▸ JOB: Copy the lines from the one containing "Mark every instance of the trolley" through the one containing "Target: trolley pole", changing "trolley pole" to "streetcar pole" and leaving everything else the same.

▸ DATA FOR THIS TASK:
+ + + + + + +

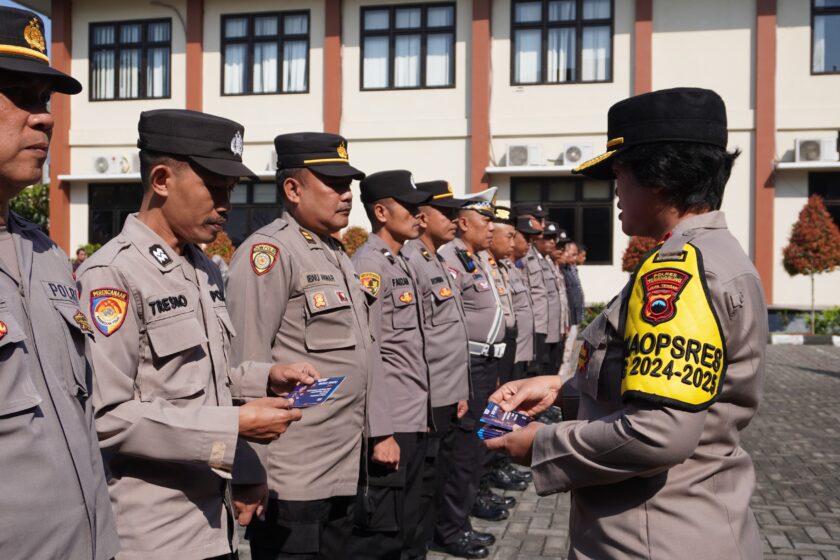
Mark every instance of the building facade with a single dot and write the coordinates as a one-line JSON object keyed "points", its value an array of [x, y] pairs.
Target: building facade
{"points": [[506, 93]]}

+ + + + + + +

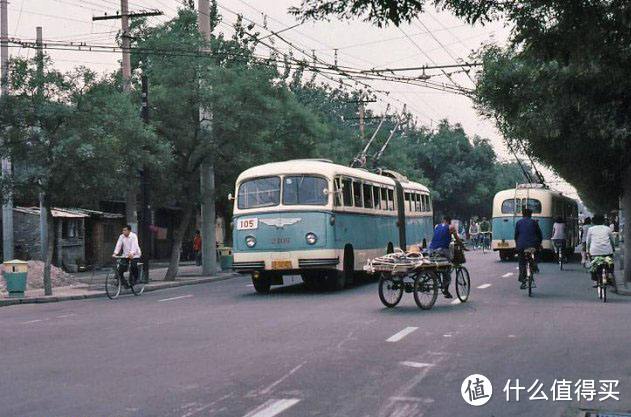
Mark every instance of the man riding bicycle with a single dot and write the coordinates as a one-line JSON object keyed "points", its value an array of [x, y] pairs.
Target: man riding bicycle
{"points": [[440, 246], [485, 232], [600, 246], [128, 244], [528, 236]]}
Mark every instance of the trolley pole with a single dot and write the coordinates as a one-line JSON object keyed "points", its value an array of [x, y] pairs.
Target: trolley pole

+ + + + + + +

▸ RESULT BELOW:
Mark every instance of the streetcar pole with a single dot and write the coordinates as a one-line JSON object keyed "points", its value an array of [x, y] pairs.
Target: streetcar pole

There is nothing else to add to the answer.